En el Caribe también existen reglas, le oí decir al secretario de guerra de Estados Unidos, en CNN. Aludía a la lucha contra las drogas que hoy se ensaña con pequeñas embarcaciones, y mencionaba que una de cada cuatro no llevaba cocaína; por ende, había que preguntar primero a los navegantes (antes de matarlos, creo que dijo).
Últimamente he oído tantas declaraciones, que hace unos años eran consideradas políticamente incorrectas, que ya dudo de anotaciones –por ejemplo, mandar el mayor de los portaaviones de Estados Unidos a la costa Caribe, o incluir al presidente Petro en la Lista Clinton por ser (supuestamente) el jefe del narcotráfico, y a su esposa, en un intento de buscar culpables del crecimiento de la producción (y del consumo) de drogas que afecta a los “americanos”.
Atrás quedaron esos tiempos en los que expresidentes como Fox, Gaviria y Carter, y luego algunos presidentes como Santos, entre otros, instaban a reconocer el fracaso del enfoque prohibicionista para frenar la demanda y la producción de estupefacientes y proponían, al menos, discutir un cambio de foco en la estrategia de combatir las drogas para considerarlas un problema complejo de salud pública que requería de otros abordajes.
El reciente informe de la Oficina de las Naciones Unidas contra la Droga y el Delito (UNODC, 2023), citado por Ricardo Ávila en la edición dominical de EL TIEMPO (26-10-2025), menciona el fracaso de más de medio siglo en la política prohibicionista y da cifras contundentes: “En 2023, cerca de 316 millones de personas utilizaron alguna droga..., lo que equivale al 6 por ciento de la población global de entre 15 y 65 años”.
Señala, además, que ese porcentaje supera el 5,2 por ciento de hace diez años, y que la violencia, la corrupción y el número de organizaciones dedicadas al narcotráfico han crecido de forma exponencial. Ya no se trata de carteles con grandes capos, sino de “una constelación de nodos criminales que operan como parte de una red global” y que agregan valor, con la prohibición, a cada gramo.
La guerra policial entre malos y buenos, como si fuera una serie del Oeste o de “narcos”, con un presidente “comunista” que es castigado por ser jefe del cartel, no solo es oportunista, sino ingenua en el contexto de una patología que afecta, y es consecuencia a la vez, de un orden mundial en el que el descarte de vidas y su culpabilización por los problemas de salud mental de mundo se ensaña con los pobres.
Sin eludir la responsabilidad de Colombia en las condiciones de ilegalidad y desigualdad que propician el crecimiento de la producción de cocaína, y que incrementan el valor de cada gramo según los controles nacionales e internacionales que deban “comprarse” en el camino, el matoneo y la vociferación que hemos leído en estos días se oponen al debate urgente para pensar la guerra contra las drogas como la historia de un fracaso y buscar, colectivamente, otras opciones.
En el fondo, se trata también del fracaso de las estructuras de cooperación y muestra cómo la convivencia política basada en la solidaridad ha dejado de ser una aspiración para optar por procesos de expulsión, segregación y clasificación en listas negras de enemigos.
==============================
INTÉNTALO
Explica, en una a tres oraciones, por qué el secretario de guerra de Estados Unidos decía que había que preguntar primero a los navegantes, según el texto sobre la guerra contra las drogas.

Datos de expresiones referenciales
==============================
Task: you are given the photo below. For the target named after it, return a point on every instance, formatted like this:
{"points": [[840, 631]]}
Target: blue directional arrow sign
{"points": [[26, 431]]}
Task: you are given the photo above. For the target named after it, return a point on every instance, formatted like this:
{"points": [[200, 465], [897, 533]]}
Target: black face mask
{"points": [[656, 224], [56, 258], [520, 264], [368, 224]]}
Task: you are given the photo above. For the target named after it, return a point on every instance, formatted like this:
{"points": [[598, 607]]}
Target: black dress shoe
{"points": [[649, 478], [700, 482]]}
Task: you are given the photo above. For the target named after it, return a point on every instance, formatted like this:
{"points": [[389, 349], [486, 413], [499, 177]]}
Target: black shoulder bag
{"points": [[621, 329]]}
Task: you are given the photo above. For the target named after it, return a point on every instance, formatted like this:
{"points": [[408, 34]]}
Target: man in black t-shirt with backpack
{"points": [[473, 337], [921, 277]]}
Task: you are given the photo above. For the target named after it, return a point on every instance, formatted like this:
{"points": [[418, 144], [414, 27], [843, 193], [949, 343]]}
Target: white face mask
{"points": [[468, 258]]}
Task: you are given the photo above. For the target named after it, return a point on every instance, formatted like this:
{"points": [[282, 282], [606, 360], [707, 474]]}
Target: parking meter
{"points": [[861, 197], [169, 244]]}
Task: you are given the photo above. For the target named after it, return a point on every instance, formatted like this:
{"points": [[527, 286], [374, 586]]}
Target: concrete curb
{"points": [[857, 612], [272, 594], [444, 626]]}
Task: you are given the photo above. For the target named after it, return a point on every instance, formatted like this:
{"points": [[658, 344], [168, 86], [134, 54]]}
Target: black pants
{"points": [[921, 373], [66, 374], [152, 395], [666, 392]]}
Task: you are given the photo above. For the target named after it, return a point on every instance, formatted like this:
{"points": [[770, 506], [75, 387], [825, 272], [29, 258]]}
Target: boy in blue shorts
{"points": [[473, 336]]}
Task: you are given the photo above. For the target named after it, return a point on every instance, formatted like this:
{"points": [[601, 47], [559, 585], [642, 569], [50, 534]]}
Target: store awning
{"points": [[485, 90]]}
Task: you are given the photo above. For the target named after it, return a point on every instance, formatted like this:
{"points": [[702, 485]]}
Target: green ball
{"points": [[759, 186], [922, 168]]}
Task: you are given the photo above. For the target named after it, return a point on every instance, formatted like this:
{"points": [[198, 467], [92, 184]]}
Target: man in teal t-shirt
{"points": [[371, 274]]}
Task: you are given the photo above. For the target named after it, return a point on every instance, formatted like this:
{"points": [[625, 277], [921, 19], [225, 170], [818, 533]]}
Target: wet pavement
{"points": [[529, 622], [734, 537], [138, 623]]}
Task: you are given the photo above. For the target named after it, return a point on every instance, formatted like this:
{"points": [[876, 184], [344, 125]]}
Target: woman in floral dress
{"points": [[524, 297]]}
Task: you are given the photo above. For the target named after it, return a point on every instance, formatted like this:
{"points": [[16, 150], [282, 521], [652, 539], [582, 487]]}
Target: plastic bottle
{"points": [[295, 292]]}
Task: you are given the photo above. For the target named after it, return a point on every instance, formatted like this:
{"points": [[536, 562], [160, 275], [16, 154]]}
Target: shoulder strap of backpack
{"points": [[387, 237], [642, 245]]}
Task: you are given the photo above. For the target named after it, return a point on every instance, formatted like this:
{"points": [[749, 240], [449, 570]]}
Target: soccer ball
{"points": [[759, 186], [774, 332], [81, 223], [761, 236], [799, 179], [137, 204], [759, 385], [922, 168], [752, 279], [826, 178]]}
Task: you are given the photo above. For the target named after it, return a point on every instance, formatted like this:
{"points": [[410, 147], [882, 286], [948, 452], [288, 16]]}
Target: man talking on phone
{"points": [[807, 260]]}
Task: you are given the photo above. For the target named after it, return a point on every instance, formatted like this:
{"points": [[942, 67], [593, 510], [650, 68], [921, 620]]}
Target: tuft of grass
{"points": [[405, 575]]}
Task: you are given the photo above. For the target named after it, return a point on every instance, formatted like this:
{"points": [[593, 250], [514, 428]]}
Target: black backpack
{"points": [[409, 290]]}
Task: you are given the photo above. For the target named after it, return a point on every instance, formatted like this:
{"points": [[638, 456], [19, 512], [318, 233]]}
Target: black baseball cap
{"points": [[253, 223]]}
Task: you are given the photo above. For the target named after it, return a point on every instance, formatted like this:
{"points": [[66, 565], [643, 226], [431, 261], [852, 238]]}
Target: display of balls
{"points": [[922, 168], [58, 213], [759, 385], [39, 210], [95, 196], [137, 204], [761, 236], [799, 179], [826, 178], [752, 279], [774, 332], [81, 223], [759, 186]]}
==============================
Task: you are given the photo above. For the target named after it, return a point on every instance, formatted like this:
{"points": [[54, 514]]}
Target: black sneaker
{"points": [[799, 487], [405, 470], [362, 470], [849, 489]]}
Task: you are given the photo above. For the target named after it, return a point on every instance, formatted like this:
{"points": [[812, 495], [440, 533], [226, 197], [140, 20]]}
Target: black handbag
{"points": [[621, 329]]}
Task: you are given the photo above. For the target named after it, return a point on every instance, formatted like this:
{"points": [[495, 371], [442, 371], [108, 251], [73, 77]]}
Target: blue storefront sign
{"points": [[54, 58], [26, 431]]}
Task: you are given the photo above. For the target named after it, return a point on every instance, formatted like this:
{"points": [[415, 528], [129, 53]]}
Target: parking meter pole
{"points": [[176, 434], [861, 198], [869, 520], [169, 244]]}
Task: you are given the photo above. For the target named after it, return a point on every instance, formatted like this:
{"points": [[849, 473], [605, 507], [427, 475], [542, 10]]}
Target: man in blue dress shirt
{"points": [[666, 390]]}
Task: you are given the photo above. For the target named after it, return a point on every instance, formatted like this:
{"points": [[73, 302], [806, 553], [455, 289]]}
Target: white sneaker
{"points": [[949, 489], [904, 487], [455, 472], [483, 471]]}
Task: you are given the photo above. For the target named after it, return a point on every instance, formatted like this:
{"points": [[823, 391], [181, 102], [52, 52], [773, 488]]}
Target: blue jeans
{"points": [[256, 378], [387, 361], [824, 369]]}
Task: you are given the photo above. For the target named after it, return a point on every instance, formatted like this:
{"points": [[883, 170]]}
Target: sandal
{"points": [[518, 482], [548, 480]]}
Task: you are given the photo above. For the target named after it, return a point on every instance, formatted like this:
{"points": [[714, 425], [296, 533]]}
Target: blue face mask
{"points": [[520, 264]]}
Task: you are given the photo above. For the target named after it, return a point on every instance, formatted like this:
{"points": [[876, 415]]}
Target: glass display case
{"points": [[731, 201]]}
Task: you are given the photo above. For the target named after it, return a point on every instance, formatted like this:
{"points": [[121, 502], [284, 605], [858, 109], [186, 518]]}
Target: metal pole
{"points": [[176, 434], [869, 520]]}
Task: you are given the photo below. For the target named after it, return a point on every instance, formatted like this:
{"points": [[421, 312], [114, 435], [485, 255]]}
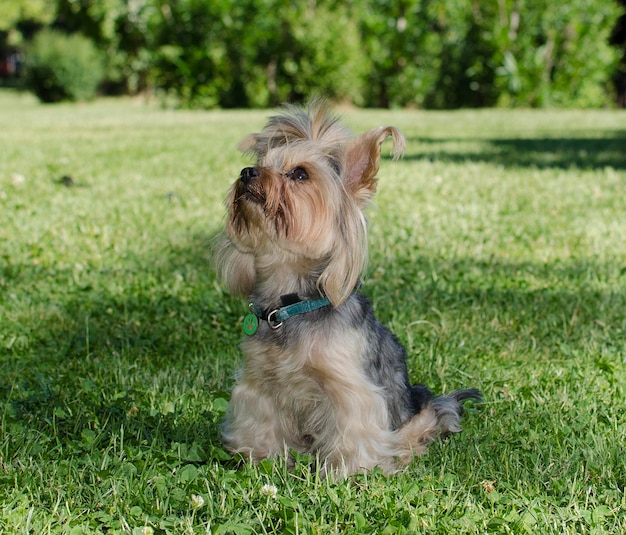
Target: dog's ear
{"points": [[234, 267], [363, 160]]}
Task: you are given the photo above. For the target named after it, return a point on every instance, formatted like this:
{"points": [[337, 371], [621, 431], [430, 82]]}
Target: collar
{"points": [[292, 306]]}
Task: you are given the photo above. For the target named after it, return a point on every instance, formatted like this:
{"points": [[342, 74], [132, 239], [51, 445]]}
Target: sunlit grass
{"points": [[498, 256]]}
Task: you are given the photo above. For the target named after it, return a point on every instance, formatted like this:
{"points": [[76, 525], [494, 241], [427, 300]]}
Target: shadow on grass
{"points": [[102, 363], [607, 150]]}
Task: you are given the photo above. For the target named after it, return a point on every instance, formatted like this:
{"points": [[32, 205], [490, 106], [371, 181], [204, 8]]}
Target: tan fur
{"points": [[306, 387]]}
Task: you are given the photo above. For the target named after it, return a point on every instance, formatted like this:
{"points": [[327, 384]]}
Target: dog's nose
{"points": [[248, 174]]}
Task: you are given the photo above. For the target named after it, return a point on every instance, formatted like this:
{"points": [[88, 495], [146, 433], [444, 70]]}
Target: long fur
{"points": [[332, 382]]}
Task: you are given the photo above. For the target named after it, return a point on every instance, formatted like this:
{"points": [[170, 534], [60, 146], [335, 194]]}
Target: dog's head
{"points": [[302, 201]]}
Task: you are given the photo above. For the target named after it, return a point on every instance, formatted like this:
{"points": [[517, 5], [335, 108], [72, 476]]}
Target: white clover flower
==============================
RESPUESTA AL EJERCICIO
Según el secretario, una de cada cuatro de las pequeñas embarcaciones contra las que hoy se ensaña la lucha contra las drogas no llevaba cocaína. Por ende, había que preguntar primero a los navegantes.